▸ **ASSIGNMENT**: In the conversation about C-11, which existing law does Cat say C-11 is not an improvement on?

▸ **QUOTED PASSAGE**:
Howard: I imagine that the business community spoke to the government and they said, ‘We really don’t want the privacy commissioner to be the judge and jury. And, I’m speculating, to appease the business community the government separated these two functions [recommending a penalty, and approving a penalty]. And the advantage of having a tribunal is that it’s another body where the government can make patronage appointments, because a tribunal would have a number of members. But maybe that’s the cynical reporter in me.
Cat: … I agree with you. I think C-11 very much reflects this. Canada doesn’t feel like it innovates. So how can we put more control back to the business? They feel they can innovate without doing what they need to do. But I don’t know what this tribunal [will do]? If the decision is clear, if privacy is not being followed, if you’re not able to show that you’re meeting the rules and regulations, what difference is it going to make, how many different steps there are companies need to just put privacy into their foundation? I don’t think having different gates and different levels of assessment is going to change the fact that they’re breaching things that they shouldn’t be breaching.
Howard: So in your opinion is C 11 seriously flawed, or does it only need a small bit of tweaking?
Cat: I don’t think it’s an improvement on PIPEDA today. I don’t think there’s value in the time, effort and resources to put into it because it’s not improving what we have today. Again, my perspective is that we need to educate the companies on what they’re supposed to be doing as a base now, and then improve on that because so many companies aren’t even doing that today.

▸ **MATERIAL PROVIDED**:
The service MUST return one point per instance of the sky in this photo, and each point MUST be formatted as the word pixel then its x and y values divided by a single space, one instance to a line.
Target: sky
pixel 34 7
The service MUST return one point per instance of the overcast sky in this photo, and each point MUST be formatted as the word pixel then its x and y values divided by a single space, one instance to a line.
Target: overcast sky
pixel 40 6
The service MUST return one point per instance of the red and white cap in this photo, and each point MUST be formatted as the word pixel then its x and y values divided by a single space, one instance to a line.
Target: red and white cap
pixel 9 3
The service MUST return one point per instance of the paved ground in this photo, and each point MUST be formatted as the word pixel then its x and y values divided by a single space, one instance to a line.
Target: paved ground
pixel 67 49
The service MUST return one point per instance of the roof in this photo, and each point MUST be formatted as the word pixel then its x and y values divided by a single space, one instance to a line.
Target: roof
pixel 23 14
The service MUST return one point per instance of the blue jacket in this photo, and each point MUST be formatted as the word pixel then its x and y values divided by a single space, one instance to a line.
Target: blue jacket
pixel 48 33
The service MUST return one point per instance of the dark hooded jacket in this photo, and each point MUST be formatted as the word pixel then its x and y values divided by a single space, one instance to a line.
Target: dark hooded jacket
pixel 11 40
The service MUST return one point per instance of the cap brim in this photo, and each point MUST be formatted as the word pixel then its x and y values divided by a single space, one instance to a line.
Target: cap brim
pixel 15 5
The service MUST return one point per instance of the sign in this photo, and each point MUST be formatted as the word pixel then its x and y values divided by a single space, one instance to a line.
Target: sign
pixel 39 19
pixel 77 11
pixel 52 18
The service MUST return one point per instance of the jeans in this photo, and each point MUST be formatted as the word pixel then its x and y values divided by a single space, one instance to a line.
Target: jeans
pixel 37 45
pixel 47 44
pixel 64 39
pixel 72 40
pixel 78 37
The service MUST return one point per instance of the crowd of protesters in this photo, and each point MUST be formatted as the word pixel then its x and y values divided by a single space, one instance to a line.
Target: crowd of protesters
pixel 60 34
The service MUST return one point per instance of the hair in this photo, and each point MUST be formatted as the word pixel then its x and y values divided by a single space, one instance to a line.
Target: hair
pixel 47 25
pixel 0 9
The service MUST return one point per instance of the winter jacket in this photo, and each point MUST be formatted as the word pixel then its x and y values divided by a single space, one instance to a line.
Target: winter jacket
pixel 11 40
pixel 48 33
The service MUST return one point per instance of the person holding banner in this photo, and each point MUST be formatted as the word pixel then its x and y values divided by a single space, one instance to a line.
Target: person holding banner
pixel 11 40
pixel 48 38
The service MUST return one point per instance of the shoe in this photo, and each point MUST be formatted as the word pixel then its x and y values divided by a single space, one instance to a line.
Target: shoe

▸ **SOLUTION FOR THIS TASK**: PIPEDA.